She knew full well that a lot of my waking hours are spent reading, writing, listening and reminiscing. Knowing that – and, I suspect, on a hunch – she picked up an extra copy of former first lady Michelle Obama’s soon to be best-selling memoir, Becoming.
The “she” I’m referring to here is “Shree,” a regular among our daily conversation crew at a local coffee shop.
Now on this particular Sunday morning, I was halfway through Pulitzer Prize winning columnist Leonard Pitts’ excellent review of Becoming when Shree walked in and plopped Michelle’s book down in front of me. She saw the look of jubilation on my face and, Shree being Shree, refused my command to pay for the book and left in a hurry.
Now before I delve into the book, I’ve extracted some of the key lines from a recent Pitts’ column. It begins to answer more than a few questions I’m sure many have; among them behind that illuminating smile, the headlines, the National Enquirer-like sensationalism and the outright untruths, what was she really thinking and feeling? What was she dying to say but, thank God, she didn’t; something that would have driven her frothing at the mouth critics bonkers?

• Work order 1: Write out the passage from the column about Michelle Obama's memoir between "She knew full" and "local coffee shop.", inclusive.
• Work order 2: Carry the column about Michelle Obama's memoir on past its final sentence.

• Information provided:
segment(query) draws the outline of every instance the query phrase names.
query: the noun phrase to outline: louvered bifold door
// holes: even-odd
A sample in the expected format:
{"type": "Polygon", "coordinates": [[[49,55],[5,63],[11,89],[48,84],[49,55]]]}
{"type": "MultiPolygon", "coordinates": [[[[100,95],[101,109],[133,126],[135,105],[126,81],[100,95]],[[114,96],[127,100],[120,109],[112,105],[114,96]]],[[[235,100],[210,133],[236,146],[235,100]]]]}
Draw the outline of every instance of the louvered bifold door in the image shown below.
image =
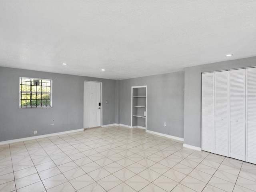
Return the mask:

• Written answer 1:
She knew full well that a lot of my waking hours are spent reading, writing, listening and reminiscing. Knowing that – and, I suspect, on a hunch – she picked up an extra copy of former first lady Michelle Obama’s soon to be best-selling memoir, Becoming.
The “she” I’m referring to here is “Shree,” a regular among our daily conversation crew at a local coffee shop.

• Written answer 2:
Pitts gives us a clue.
“So now, Michelle Obama finally tells her truth. There has always been about her a sense that she did, indeed, have a truth of her own and that it was, if not at odds with the one her husband expressed with high-flown eloquence, more real and more rooted, as befits a girl from the South Side of Chicago. “You wait till Barack gets out of office,” some of us said, “Michelle’s going to tell it like it is.”
It is a story of going to Harvard, of landing the prestigious job, of meeting the brilliant law student who was always late to everything, of winding up with a backstage pass to the presidency.
And yes, it is the story of how white Republicans, unable to countenance the idea of a black family in the White House, yet unable to say that forthrightly, dubbed her “angry,” called her a man, called her a terrorist, remarked on her backside. She recalls a chyron on Fox “News” that referred to her as “Obama’s Baby Mama … implying an otherness that put me outside even my own marriage.”
It hurt, she admits. It angered and exhausted her, too. But for those who were frustrated with her husband’s willful diffidence, his refusal to fight back as Republicans unloaded upon him and her every bit of racial code in their arsenal, Michelle has a reminder. “I felt emotions that perhaps Barack couldn’t afford to feel.”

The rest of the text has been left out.